*Extracted text*.
-=-=-
Yes, you heard it here first. Programs that have lifted the poverty rate, empowered people to live independently - saving lives have made us "weaker" according to VP wannabe, Marco Rubio. Speaking at the Reagan Library Tuesday night, Rubio
August 25, 2011

Yes, you heard it here first. Programs that have lifted the poverty rate, empowered people to live independently - saving lives have made us "weaker" according to VP wannabe, Marco Rubio.

Speaking at the Reagan Library Tuesday night, Rubio said this:

These programs actually weakened us as a people. You see, almost forever, it was institutions in society that assumed the role of taking care of one another. If someone was sick in your family, you took care of them. If a neighbor met misfortune, you took care of them. You saved for your retirement and your future because you had to. We took these things upon ourselves in our communities, our families, and our homes, and our churches and our synagogues. But all that changed when the government began to assume those responsibilities. All of a sudden, for an increasing number of people in our nation, it was no longer necessary to worry about saving for security because that was the government’s job.

Such a big lie Rubio tells. Before Social Security, one in four senior citizens lived in poverty. Now that number is 14 percent.

The Social Security Act also precipitated adoption of far more employer-sponsored pension plans, and the union movement pushed those plans to be competitive and provide retirement security for employees. These are things that didn't happen before Social Security and Medicare. The same is true of health insurance. Health insurance did not have wide traction as an employee benefit until Medicare was in effect and unions negotiated health benefits for their members. Neither of these things weakened this nation. They strengthened it by keeping senior citizens out of poverty and giving families some breathing room. And of course, those dollars, such as they are, increase the number of consumer dollars available to stimulate the economy.
-=-=-
*Source material*.

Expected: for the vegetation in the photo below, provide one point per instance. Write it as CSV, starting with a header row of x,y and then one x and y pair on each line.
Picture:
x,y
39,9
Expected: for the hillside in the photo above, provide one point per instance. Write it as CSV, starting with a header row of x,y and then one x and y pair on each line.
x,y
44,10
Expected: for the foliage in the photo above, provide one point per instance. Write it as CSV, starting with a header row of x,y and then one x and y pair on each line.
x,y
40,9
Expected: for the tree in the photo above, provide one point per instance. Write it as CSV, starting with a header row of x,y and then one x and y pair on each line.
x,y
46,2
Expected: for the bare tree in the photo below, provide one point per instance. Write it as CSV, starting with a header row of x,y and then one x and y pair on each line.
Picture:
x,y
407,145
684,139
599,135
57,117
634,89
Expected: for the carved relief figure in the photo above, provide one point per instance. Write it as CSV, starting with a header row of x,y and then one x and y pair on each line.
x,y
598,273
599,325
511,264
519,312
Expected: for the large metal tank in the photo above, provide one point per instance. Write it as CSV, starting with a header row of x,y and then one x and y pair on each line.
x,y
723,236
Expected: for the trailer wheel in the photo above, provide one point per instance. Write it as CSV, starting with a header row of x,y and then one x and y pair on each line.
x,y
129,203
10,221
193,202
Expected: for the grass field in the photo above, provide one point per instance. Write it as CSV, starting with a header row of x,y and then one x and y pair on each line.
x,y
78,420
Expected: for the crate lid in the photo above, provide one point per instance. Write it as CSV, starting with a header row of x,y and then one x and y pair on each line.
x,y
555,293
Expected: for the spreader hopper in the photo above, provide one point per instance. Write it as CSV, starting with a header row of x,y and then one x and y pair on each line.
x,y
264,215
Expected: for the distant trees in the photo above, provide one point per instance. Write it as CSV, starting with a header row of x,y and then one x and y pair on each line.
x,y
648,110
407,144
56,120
-=-=-
*Required actions*.
1. Please reproduce the part of the post about Rubio's remarks between "Speaking at the Reagan Library Tuesday night, Rubio said" and "is 14 percent.", inclusive.
2. In the post about Rubio's remarks, Rubio's quoted speech names the places where "We took these things upon ourselves." List every one of them.
3. Check each statement against the post about Rubio's remarks. Answer yes or no, and quote the words that settle it.
(a) Rubio spoke at the Reagan Library on Tuesday night.
(b) Before Social Security, one in three senior citizens lived in poverty.
(c) Health insurance had wide traction as an employee benefit before Medicare.

*Results by task*.
1.
Speaking at the Reagan Library Tuesday night, Rubio said this:

These programs actually weakened us as a people. You see, almost forever, it was institutions in society that assumed the role of taking care of one another. If someone was sick in your family, you took care of them. If a neighbor met misfortune, you took care of them. You saved for your retirement and your future because you had to. We took these things upon ourselves in our communities, our families, and our homes, and our churches and our synagogues. But all that changed when the government began to assume those responsibilities. All of a sudden, for an increasing number of people in our nation, it was no longer necessary to worry about saving for security because that was the government’s job.

Such a big lie Rubio tells. Before Social Security, one in four senior citizens lived in poverty. Now that number is 14 percent.

2.
communities
families
homes
churches
synagogues

3.
(a) Yes: "Speaking at the Reagan Library Tuesday night, Rubio said this"
(b) No: "Before Social Security, one in four senior citizens lived in poverty."
(c) No: "Health insurance did not have wide traction as an employee benefit until Medicare was in effect"